* **Goal of the exercise**
In the wellbore disclosure text, which way does the downhole direction point?

* **Source text**
The disclosure may repeat reference numerals and/or letters in the various examples or Figures. This repetition is for the purpose of simplicity and clarity and does not in itself dictate a relationship between the various embodiments and/or configurations discussed. Further, spatially relative terms, such as beneath, below, lower, above, upper, uphole, downhole, upstream, downstream, and the like, may be used herein for ease of description to describe one element or feature's relationship to another element(s) or feature(s) as illustrated, the upward direction being toward the top of the corresponding figure and the downward direction being toward the bottom of the corresponding figure, the uphole direction being toward the surface of the wellbore, the downhole direction being toward the toe of the wellbore. Unless otherwise stated, the spatially relative terms are intended to encompass different orientations of the apparatus in use or operation in addition to the orientation depicted in the Figures. For example, if an apparatus in the Figures is turned over, elements described as being “below” or “beneath” other elements or features would then be oriented “above” the other elements or features. Thus, the exemplary term “below” can encompass both an orientation of above and below. The apparatus may be otherwise oriented (rotated 90 degrees or at other orientations) and the spatially relative descriptors used herein may likewise be interpreted accordingly.

Moreover, even though a Figure may depict a horizontal wellbore or a vertical wellbore, unless indicated otherwise, it should be understood by those skilled in the art that the apparatus according to the present disclosure is equally well suited for use in wellbores having other orientations including vertical wellbores, slanted wellbores, multilateral wellbores or the like. Likewise, unless otherwise noted, even though a Figure may depict an onshore operation, it should be understood by those skilled in the art that the apparatus according to the present disclosure is equally well suited for use in offshore operations. Further, unless otherwise noted, even though a Figure may depict a cased hole, it should be understood by those skilled in the art that the apparatus according to the present disclosure is equally well suited for use in open hole operations.

(Coordinate labeling data)

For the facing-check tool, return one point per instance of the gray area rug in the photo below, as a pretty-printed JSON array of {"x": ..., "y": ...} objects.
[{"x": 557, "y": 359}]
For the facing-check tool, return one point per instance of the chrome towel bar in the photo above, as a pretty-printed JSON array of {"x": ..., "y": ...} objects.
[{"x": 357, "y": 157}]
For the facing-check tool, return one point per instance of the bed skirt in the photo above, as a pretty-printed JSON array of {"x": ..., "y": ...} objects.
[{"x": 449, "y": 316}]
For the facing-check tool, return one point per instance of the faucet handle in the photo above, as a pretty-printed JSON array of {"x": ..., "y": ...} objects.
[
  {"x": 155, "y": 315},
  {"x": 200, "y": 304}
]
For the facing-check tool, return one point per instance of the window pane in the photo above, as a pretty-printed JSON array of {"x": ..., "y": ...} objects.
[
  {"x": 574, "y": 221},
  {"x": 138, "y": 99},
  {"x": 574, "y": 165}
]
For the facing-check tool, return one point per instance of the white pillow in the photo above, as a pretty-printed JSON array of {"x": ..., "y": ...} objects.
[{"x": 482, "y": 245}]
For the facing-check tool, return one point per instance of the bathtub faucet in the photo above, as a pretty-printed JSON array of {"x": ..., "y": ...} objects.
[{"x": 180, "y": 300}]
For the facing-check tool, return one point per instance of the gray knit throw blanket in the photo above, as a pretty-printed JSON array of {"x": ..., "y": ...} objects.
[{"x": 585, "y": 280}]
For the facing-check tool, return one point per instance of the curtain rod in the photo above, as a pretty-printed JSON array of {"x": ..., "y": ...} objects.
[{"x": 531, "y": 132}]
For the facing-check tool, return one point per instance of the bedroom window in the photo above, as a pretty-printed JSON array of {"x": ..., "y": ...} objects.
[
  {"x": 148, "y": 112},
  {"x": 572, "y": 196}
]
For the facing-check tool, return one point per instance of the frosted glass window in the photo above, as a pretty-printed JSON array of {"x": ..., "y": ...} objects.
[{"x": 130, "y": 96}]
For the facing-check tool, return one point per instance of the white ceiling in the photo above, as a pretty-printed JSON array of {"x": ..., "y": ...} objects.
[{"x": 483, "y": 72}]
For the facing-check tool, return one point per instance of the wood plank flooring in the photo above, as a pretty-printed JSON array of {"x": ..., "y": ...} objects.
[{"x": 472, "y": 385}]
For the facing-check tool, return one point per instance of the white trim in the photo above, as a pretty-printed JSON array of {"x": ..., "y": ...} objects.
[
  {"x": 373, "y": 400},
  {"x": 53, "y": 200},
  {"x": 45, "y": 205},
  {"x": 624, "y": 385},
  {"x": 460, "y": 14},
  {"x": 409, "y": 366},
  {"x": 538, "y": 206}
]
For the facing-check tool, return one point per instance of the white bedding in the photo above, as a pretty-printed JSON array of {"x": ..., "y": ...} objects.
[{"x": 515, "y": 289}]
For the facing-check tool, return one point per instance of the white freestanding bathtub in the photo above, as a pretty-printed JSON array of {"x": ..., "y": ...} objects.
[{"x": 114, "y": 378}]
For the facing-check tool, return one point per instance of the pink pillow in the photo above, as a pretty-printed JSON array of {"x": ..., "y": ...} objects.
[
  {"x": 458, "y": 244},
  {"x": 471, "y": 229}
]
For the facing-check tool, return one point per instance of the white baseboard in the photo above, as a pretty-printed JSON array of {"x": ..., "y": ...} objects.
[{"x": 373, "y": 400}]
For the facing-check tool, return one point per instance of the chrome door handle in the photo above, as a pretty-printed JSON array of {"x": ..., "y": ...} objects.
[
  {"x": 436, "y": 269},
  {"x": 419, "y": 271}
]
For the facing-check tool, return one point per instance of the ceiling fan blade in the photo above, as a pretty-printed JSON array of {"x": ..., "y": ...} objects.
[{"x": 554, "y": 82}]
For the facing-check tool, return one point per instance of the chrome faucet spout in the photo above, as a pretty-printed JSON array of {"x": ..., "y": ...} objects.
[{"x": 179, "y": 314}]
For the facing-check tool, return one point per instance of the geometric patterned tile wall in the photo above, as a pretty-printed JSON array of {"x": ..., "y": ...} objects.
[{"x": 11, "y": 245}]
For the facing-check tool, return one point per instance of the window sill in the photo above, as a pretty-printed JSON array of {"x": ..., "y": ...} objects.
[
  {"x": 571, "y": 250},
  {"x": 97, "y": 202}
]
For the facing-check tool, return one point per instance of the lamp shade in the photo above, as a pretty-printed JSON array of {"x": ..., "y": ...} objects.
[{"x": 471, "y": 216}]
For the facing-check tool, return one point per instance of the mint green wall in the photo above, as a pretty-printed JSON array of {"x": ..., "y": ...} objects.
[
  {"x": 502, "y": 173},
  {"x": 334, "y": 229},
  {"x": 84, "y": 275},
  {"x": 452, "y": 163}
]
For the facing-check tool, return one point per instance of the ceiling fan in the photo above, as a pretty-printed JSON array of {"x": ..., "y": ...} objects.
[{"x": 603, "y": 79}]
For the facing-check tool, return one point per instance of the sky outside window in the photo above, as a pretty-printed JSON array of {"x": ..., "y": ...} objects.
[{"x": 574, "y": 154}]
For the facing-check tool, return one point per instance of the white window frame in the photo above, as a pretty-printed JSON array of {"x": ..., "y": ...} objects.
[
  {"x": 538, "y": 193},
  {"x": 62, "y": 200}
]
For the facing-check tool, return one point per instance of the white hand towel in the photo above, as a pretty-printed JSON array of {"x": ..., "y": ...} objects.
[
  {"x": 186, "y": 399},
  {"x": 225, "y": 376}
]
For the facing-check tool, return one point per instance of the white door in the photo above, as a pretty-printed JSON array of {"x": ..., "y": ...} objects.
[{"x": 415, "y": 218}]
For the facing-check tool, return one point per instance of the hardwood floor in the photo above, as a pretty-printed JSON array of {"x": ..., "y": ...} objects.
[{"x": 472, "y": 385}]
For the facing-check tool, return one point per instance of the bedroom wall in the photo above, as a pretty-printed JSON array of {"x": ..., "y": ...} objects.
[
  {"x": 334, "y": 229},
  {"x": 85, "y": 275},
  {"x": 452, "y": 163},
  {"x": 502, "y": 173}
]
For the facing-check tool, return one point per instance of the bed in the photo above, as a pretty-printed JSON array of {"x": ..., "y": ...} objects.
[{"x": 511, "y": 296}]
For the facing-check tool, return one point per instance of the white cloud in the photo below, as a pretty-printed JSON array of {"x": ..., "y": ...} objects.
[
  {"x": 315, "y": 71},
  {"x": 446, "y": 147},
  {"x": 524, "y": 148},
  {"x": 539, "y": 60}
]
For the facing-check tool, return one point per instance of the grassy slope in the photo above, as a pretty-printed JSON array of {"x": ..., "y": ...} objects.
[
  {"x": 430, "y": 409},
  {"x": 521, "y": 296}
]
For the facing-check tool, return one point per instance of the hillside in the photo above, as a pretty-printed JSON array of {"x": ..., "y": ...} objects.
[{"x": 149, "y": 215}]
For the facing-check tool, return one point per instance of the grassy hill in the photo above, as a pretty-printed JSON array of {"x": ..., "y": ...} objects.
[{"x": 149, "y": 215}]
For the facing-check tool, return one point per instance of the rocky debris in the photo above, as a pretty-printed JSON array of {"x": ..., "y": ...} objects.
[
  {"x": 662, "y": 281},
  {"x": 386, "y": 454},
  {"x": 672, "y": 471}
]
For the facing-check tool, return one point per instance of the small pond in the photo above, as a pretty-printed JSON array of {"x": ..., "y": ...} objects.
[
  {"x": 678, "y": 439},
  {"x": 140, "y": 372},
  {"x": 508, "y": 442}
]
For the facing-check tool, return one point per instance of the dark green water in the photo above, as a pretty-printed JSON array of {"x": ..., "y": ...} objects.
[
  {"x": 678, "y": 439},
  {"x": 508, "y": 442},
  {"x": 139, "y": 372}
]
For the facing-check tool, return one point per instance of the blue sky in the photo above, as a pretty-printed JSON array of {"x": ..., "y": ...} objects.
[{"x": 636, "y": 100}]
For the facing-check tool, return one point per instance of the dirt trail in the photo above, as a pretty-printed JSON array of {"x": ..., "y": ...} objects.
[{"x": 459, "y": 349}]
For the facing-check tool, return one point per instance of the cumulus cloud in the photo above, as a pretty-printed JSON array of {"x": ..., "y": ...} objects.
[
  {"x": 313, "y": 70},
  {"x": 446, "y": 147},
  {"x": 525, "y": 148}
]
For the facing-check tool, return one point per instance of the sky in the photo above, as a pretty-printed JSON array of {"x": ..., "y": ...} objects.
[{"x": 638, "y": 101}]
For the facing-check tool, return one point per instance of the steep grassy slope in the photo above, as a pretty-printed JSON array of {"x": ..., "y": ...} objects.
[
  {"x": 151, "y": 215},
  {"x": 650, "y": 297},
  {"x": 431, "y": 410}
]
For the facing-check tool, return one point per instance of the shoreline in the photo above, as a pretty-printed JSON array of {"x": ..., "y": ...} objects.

* **Full solution**
Toward the toe of the wellbore.